Extrait du document
........

M. Erasmus: Nous envisageons cela comme un processus en deux étapes. Étant donné que nous devons agir rapidement, la première étape devrait peut-être consister à mettre sur pied un conseil consultatif chargé des mesures législatives. Toutefois, dès que la Constitution serait amendée, une troisième chambre devrait être créée.
On pourrait commencer par un parlement autochtone et finir par une assemblée des peuples autochtones où chaque nation serait représentée.
Le sénateur Taylor: J'ai travaillé pendant quelques années au Groenland. En avez-vous parlé avec eux? Ils ont bénéficié d'une autonomie gouvernementale.
M. Dussault: C'est l'un des deux pays que nous avons visités à l'extérieur du Canada. Nous sommes allés au Groenland en février 1993. Nous y avons rencontré des gens pour étudier le processus d'évolution par le biais de leur Home Rule Act. Comme vous le savez, toutes les terres sont collectives au Groenland, comme les terres de réserve au Canada. Toutefois, il existe des moyens d'hypothéquer ce qui se trouve sur la surface.
Au niveau du développement économique, nous étions très intéressés par ce qui se passe au Groenland. C'était la raison de notre déplacement. De fait, vous trouverez dans notre rapport plusieurs idées qui résultent de notre visite au Groenland, en particulier sur la façon de clarifier le régime foncier de surface afin de pouvoir hypothéquer votre maison, ou d'obtenir un prêt de la banque pour démarrer une petite entreprise, et cetera, par l'intermédiaire de baux emphytéotiques.
Le sénateur Taylor: L'ancienne Yougoslavie avait une troisième chambre, mais c'est une comparaison peu équitable. Avez-vous examiné leur système à trois chambres?
M. Dussault: Nous avons étudié la situation de la Yougoslavie en rapport avec certaines de nos études. Nous avons réalisé deux études sur ce que seraient les obligations fiduciaires du gouvernement fédéral si le Québec venait à exercer sa pleine souveraineté, sur la scène nationale et internationale. La dernière impliquerait une étude de la situation yougoslave. Toutefois, cela ne figure pas dans le rapport lui-même.

........

Consignes à suivre
1. D'après l'extrait sur la gouvernance autochtone, quand la délégation s'est-elle rendue au Groenland ?
2. Veuillez rédiger la suite de l'extrait sur la gouvernance autochtone, en partant de sa dernière phrase.
Les enregistrements n'ont aucun rapport avec l'extrait sur la gouvernance autochtone.

Lignes de données
........

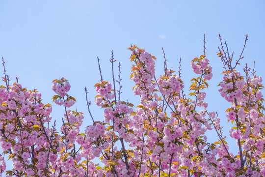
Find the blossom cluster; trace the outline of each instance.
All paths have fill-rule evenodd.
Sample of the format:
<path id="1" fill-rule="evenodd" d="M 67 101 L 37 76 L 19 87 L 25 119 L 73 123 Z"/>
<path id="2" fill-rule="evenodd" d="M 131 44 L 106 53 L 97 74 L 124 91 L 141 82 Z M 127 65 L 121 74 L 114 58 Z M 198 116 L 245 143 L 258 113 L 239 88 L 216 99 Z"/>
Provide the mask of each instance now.
<path id="1" fill-rule="evenodd" d="M 76 100 L 68 93 L 71 86 L 64 78 L 52 86 L 53 101 L 65 110 L 58 131 L 51 122 L 52 105 L 42 103 L 37 90 L 27 90 L 18 83 L 2 86 L 0 172 L 6 168 L 3 155 L 9 154 L 13 169 L 5 172 L 8 177 L 265 176 L 261 77 L 253 72 L 251 78 L 246 66 L 243 77 L 231 64 L 225 65 L 219 91 L 231 104 L 226 117 L 238 148 L 234 154 L 223 135 L 223 118 L 208 110 L 205 89 L 212 74 L 205 55 L 191 61 L 199 75 L 191 79 L 187 96 L 180 66 L 178 76 L 165 67 L 156 79 L 156 58 L 135 45 L 129 49 L 133 90 L 140 104 L 134 107 L 122 101 L 115 83 L 102 79 L 95 85 L 95 103 L 103 109 L 104 120 L 94 119 L 87 102 L 93 123 L 85 125 L 83 132 L 83 114 L 68 108 Z M 223 53 L 219 54 L 221 59 Z M 206 135 L 211 130 L 217 136 L 213 143 Z"/>

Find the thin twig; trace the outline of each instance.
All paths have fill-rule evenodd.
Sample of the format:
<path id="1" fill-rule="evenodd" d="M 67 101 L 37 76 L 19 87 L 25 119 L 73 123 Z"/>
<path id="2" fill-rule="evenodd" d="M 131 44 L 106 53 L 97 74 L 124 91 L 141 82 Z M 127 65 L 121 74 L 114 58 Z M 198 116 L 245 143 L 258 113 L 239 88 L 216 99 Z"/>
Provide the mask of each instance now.
<path id="1" fill-rule="evenodd" d="M 94 120 L 94 118 L 93 118 L 91 112 L 90 112 L 90 109 L 89 109 L 89 106 L 91 104 L 91 102 L 90 101 L 88 102 L 88 100 L 87 99 L 87 93 L 88 93 L 89 92 L 87 91 L 87 88 L 86 88 L 86 87 L 85 87 L 85 98 L 86 99 L 86 104 L 87 104 L 87 109 L 88 110 L 88 112 L 89 113 L 89 115 L 90 115 L 90 117 L 91 117 L 92 119 L 93 123 L 94 123 L 95 121 Z"/>
<path id="2" fill-rule="evenodd" d="M 101 81 L 103 81 L 103 78 L 102 77 L 102 74 L 101 73 L 101 69 L 100 68 L 100 62 L 99 62 L 99 57 L 98 57 L 98 62 L 99 63 L 99 69 L 100 70 Z"/>

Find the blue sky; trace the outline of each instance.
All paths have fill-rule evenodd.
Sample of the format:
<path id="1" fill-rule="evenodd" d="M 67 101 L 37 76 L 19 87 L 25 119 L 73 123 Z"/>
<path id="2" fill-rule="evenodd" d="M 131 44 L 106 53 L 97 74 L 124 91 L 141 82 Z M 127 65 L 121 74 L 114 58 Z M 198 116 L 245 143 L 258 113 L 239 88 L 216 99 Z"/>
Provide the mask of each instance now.
<path id="1" fill-rule="evenodd" d="M 11 82 L 18 76 L 23 87 L 38 88 L 45 103 L 52 103 L 54 94 L 52 81 L 62 77 L 68 79 L 71 85 L 70 94 L 78 101 L 72 109 L 85 114 L 85 127 L 91 121 L 84 88 L 88 88 L 89 99 L 94 101 L 93 86 L 100 79 L 97 57 L 101 59 L 104 80 L 111 81 L 109 59 L 113 50 L 115 59 L 121 64 L 121 98 L 136 103 L 138 98 L 132 91 L 130 52 L 127 48 L 136 44 L 156 56 L 158 77 L 163 72 L 163 47 L 172 69 L 177 70 L 182 58 L 187 94 L 189 81 L 195 76 L 190 62 L 203 54 L 205 33 L 207 57 L 213 68 L 207 91 L 209 110 L 218 111 L 223 125 L 230 126 L 224 113 L 229 105 L 216 87 L 222 77 L 222 63 L 216 55 L 218 34 L 227 41 L 230 52 L 235 52 L 235 59 L 248 34 L 245 58 L 238 69 L 241 70 L 245 62 L 252 67 L 255 60 L 257 74 L 265 80 L 264 12 L 265 2 L 261 0 L 2 0 L 0 57 L 6 61 Z M 102 120 L 103 110 L 94 106 L 91 108 L 95 118 Z M 63 114 L 62 107 L 53 107 L 52 116 L 59 120 L 58 125 Z"/>

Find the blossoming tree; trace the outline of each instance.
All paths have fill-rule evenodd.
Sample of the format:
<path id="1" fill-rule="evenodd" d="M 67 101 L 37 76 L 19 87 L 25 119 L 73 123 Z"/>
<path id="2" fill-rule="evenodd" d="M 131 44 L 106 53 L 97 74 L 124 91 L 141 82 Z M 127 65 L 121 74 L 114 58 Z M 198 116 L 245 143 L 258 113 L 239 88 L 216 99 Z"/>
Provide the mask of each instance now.
<path id="1" fill-rule="evenodd" d="M 191 80 L 188 95 L 185 94 L 181 80 L 181 60 L 175 72 L 167 68 L 164 53 L 164 73 L 156 78 L 156 58 L 131 46 L 131 79 L 135 83 L 133 93 L 140 99 L 136 107 L 120 99 L 121 72 L 115 82 L 112 53 L 112 83 L 101 76 L 95 85 L 98 93 L 95 103 L 104 109 L 105 120 L 94 119 L 85 88 L 93 124 L 87 125 L 84 132 L 80 129 L 82 113 L 69 109 L 76 99 L 67 93 L 71 87 L 67 80 L 55 80 L 52 86 L 56 93 L 53 102 L 65 111 L 62 126 L 57 130 L 50 116 L 52 105 L 42 103 L 36 89 L 28 90 L 18 82 L 10 85 L 3 59 L 1 174 L 6 177 L 265 177 L 262 80 L 247 65 L 242 73 L 236 70 L 243 58 L 247 35 L 236 61 L 219 38 L 217 55 L 224 71 L 219 91 L 231 103 L 226 117 L 232 125 L 229 133 L 236 140 L 238 154 L 229 151 L 220 118 L 207 109 L 204 101 L 207 81 L 212 76 L 205 55 L 205 39 L 204 54 L 191 62 L 197 76 Z M 214 143 L 208 143 L 205 136 L 212 129 L 216 132 Z M 13 170 L 5 171 L 5 156 L 13 161 Z M 103 165 L 95 164 L 95 158 Z"/>

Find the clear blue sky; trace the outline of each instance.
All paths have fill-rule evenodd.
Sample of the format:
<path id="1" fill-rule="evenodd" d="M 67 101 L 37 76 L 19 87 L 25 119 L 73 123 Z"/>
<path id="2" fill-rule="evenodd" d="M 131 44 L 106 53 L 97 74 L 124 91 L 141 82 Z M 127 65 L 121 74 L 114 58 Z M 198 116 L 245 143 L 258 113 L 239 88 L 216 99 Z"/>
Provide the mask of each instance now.
<path id="1" fill-rule="evenodd" d="M 97 57 L 101 59 L 104 79 L 110 81 L 108 60 L 113 50 L 115 59 L 121 64 L 121 98 L 135 103 L 138 100 L 131 91 L 130 52 L 127 48 L 131 44 L 136 44 L 156 56 L 158 77 L 162 74 L 163 47 L 172 69 L 177 69 L 182 57 L 187 94 L 189 81 L 194 76 L 190 61 L 203 54 L 205 33 L 207 57 L 213 68 L 207 96 L 209 109 L 218 111 L 223 125 L 230 126 L 226 123 L 224 113 L 229 105 L 215 87 L 222 80 L 221 62 L 216 55 L 218 34 L 226 40 L 231 52 L 235 51 L 235 59 L 239 57 L 248 34 L 240 67 L 246 62 L 252 67 L 255 60 L 257 74 L 265 81 L 265 2 L 219 2 L 1 0 L 0 57 L 6 61 L 11 82 L 18 76 L 23 87 L 38 88 L 45 103 L 52 103 L 53 80 L 62 77 L 69 80 L 72 86 L 70 94 L 78 101 L 72 109 L 85 113 L 85 127 L 91 121 L 87 114 L 84 88 L 88 88 L 89 99 L 94 101 L 93 86 L 100 80 Z M 2 73 L 3 69 L 0 71 Z M 91 108 L 95 118 L 102 120 L 102 110 L 95 106 Z M 58 125 L 63 114 L 62 107 L 53 107 L 52 115 Z"/>

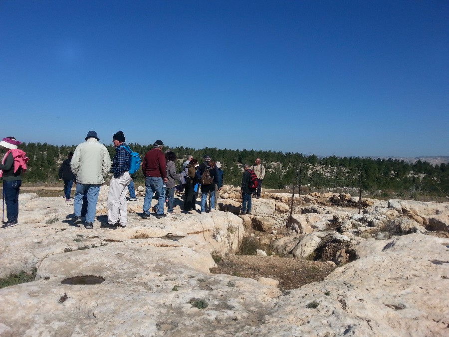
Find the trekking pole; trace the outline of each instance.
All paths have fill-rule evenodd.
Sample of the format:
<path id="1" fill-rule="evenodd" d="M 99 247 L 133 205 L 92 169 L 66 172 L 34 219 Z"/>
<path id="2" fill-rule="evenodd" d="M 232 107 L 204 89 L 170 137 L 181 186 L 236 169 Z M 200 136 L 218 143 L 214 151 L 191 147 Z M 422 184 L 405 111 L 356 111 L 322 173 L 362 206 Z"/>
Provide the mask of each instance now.
<path id="1" fill-rule="evenodd" d="M 1 191 L 3 192 L 3 214 L 1 215 L 1 222 L 3 222 L 4 221 L 4 185 L 2 187 Z"/>

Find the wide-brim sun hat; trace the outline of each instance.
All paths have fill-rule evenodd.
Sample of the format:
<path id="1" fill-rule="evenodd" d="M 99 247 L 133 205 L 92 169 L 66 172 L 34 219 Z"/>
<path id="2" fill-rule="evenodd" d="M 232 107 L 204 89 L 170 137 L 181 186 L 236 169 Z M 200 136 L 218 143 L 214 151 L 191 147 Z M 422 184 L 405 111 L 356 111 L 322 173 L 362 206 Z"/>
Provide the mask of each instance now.
<path id="1" fill-rule="evenodd" d="M 22 142 L 19 142 L 13 138 L 5 137 L 3 138 L 3 140 L 0 142 L 0 146 L 9 150 L 13 150 L 16 149 L 17 146 L 21 143 Z"/>

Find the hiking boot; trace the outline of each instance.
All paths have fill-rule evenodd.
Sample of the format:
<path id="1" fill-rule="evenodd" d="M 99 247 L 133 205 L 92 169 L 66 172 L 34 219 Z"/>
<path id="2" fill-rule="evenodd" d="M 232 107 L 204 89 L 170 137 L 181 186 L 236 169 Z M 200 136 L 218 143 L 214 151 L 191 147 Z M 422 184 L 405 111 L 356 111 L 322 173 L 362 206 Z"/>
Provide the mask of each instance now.
<path id="1" fill-rule="evenodd" d="M 5 223 L 4 223 L 4 225 L 2 226 L 1 228 L 7 228 L 8 227 L 13 227 L 17 224 L 17 220 L 14 220 L 12 221 L 6 221 Z"/>

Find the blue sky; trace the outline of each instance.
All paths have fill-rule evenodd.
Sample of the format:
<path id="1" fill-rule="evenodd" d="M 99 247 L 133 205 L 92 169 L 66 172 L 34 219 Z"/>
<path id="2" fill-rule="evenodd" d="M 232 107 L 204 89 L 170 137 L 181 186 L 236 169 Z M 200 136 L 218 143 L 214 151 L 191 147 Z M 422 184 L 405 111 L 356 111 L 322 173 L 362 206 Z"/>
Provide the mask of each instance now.
<path id="1" fill-rule="evenodd" d="M 446 0 L 0 0 L 0 136 L 449 155 L 448 19 Z"/>

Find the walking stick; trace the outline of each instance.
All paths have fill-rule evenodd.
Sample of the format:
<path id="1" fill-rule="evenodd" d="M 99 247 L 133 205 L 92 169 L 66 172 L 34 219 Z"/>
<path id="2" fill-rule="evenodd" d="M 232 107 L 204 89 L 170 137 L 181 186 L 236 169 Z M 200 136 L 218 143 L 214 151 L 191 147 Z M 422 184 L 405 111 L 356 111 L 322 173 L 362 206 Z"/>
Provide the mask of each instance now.
<path id="1" fill-rule="evenodd" d="M 3 192 L 3 214 L 1 216 L 1 222 L 4 222 L 4 186 L 1 188 Z"/>

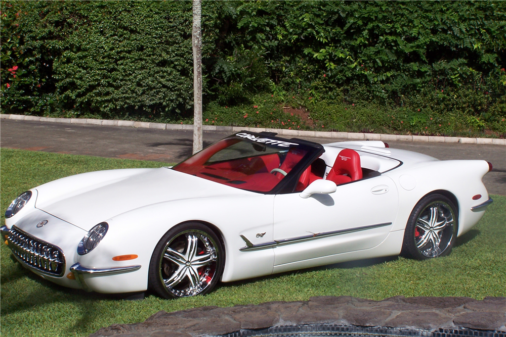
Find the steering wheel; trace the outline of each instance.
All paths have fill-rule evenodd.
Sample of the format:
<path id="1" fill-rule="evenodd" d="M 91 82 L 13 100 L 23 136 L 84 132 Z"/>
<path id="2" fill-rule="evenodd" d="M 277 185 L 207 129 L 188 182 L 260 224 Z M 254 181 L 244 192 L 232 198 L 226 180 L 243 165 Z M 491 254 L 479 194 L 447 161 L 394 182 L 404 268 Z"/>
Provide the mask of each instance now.
<path id="1" fill-rule="evenodd" d="M 283 170 L 282 170 L 281 169 L 275 168 L 275 169 L 272 169 L 272 170 L 271 170 L 271 173 L 276 173 L 277 172 L 279 172 L 280 173 L 281 173 L 281 174 L 282 174 L 283 176 L 286 176 L 286 174 L 287 174 L 286 172 L 285 172 L 284 171 L 283 171 Z"/>

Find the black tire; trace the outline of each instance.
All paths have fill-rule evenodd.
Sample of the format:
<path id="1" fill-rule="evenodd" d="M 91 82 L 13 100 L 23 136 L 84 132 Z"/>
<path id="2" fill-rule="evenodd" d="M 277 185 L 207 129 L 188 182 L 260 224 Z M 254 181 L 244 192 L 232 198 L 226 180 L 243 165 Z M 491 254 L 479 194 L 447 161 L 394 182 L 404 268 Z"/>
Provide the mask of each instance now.
<path id="1" fill-rule="evenodd" d="M 450 254 L 457 238 L 457 211 L 453 203 L 442 195 L 422 198 L 408 220 L 401 254 L 427 260 Z"/>
<path id="2" fill-rule="evenodd" d="M 165 299 L 204 295 L 216 285 L 225 266 L 225 249 L 209 227 L 191 222 L 167 232 L 149 264 L 150 287 Z"/>

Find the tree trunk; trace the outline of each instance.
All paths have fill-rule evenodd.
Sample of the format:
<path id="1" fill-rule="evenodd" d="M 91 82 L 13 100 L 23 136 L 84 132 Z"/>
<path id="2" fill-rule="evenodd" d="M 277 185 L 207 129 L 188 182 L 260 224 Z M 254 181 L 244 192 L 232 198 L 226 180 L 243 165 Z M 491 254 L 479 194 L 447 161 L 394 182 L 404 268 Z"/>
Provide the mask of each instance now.
<path id="1" fill-rule="evenodd" d="M 202 150 L 202 0 L 193 0 L 193 153 Z"/>

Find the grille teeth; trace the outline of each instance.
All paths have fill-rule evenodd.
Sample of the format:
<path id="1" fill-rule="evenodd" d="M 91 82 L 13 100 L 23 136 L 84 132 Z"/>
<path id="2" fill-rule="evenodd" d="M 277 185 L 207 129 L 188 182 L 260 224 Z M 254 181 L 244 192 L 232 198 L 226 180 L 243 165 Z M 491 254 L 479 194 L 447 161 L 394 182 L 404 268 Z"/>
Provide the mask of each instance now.
<path id="1" fill-rule="evenodd" d="M 61 250 L 13 226 L 7 238 L 12 253 L 27 265 L 45 274 L 62 276 L 65 257 Z"/>

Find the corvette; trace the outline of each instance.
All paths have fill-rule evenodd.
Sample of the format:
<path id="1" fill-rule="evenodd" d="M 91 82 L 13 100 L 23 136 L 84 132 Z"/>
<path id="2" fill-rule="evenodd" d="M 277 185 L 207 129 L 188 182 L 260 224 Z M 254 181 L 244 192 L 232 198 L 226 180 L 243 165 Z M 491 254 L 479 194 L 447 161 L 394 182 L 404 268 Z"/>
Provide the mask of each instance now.
<path id="1" fill-rule="evenodd" d="M 482 160 L 379 141 L 243 131 L 173 167 L 92 172 L 27 191 L 2 235 L 43 278 L 164 298 L 338 262 L 450 253 L 492 203 Z"/>

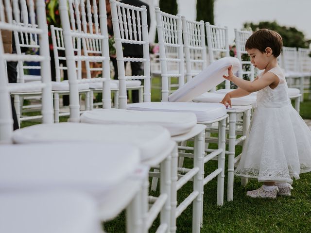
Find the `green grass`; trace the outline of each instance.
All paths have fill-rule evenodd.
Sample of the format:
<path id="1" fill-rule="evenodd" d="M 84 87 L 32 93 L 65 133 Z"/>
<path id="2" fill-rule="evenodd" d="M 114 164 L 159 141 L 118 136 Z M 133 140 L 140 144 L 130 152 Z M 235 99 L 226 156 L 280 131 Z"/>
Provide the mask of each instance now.
<path id="1" fill-rule="evenodd" d="M 159 79 L 154 79 L 159 82 Z M 153 101 L 160 100 L 159 89 L 152 90 Z M 300 105 L 301 115 L 304 118 L 311 119 L 311 101 L 305 101 Z M 60 121 L 68 117 L 61 117 Z M 35 122 L 25 122 L 22 127 Z M 215 145 L 211 145 L 215 148 Z M 242 150 L 237 147 L 236 154 Z M 246 196 L 246 191 L 259 187 L 261 184 L 254 180 L 249 181 L 245 187 L 241 185 L 241 179 L 235 178 L 234 200 L 226 200 L 227 161 L 225 177 L 225 203 L 216 205 L 217 183 L 215 179 L 204 187 L 203 227 L 201 233 L 311 233 L 311 173 L 301 175 L 300 179 L 294 180 L 294 190 L 291 197 L 278 197 L 276 200 L 253 199 Z M 191 167 L 192 161 L 185 160 L 186 167 Z M 215 161 L 210 161 L 205 167 L 206 174 L 215 169 Z M 179 203 L 192 191 L 192 183 L 189 183 L 178 192 Z M 158 190 L 151 192 L 158 195 Z M 109 233 L 125 232 L 125 214 L 123 211 L 112 221 L 104 224 L 105 230 Z M 158 218 L 149 232 L 156 231 Z M 177 219 L 177 233 L 191 231 L 192 207 L 189 207 Z"/>

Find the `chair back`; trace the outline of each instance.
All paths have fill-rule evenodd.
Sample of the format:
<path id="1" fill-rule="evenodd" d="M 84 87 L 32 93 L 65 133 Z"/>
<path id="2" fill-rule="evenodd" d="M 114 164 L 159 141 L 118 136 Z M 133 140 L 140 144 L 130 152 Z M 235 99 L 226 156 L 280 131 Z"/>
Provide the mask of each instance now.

........

Réponses par consigne
1. En février 1993.

2.
Le sénateur Johnson: Étant originaire du Manitoba, j'ai travaillé avec des jeunes, Autochtones et autres.
Les modèles de comportement sont évidemment importants pour tous les jeunes. Comme vous le savez, nous avons connu dernièrement certains problèmes très graves dans la ville de Winnipeg. Le nombre et les effectifs des bandes de jeunes ne cessent d'augmenter. Des gens travaillent avec eux pour essayer de les encourager à centrer leurs énergies sur d'autres activités au lieu de poursuivre les activités actuelles.
Un système scolaire autochtone distinct avec des enseignants, des chefs de file et des personnes-ressources autochtones pour les jeunes constitue-t-il la seule solution? Qu'est-ce que cela donnera en fin de compte au niveau de l'ensemble de la société canadienne?
Comme vous le savez, dans ma province, sur une population totale de 91 000 Autochtones, 45 000 vivent actuellement dans la ville de Winnipeg. D'ici cinq ans, je pense qu'un Manitobain sur cinq ou six aura des antécédents autochtones. C'est un facteur crucial que nous devons étudier et, comme vous êtes déjà au courant, les jeunes représentent le plus fort pourcentage des gens ayant des antécédents autochtones.
M. Dussault: À l'heure actuelle, 52 p. 100 des écoles situées sur les réserves, qui sont de compétence fédérale, sont administrées par des Autochtones, mais nous avons encore 70 p. 100 des Autochtones qui fréquentent des écoles provinciales. Il y a de bons exemples d'écoles administrées par des Autochtones à Winnipeg. La plupart présentent un taux de rétention scolaire plus élevé que les écoles provinciales. Par conséquent, nous devrions insister pour avoir davantage d'écoles autochtones dotées d'un programme convenable sur le plan culturel. Dans notre rapport, nous mettons énormément l'accent sur la nécessité pour les écoles ordinaires non seulement d'ajuster leurs valeurs et leurs programmes, mais également la façon dont elles accueillent les jeunes Autochtones. C'est un élément crucial car, comme l'a dit Georges Erasmus, lorsque vous fréquentez une école qui est totalement étrangère à votre culture, c'est très dommageable.
Le sénateur Johnson: Assistera-t-on à un mélange des deux cultures?
M. Dussault: Il le faut.
M. Erasmus: Dans tous les domaines, qu'il s'agisse de la justice ou de la santé ou d'autre chose.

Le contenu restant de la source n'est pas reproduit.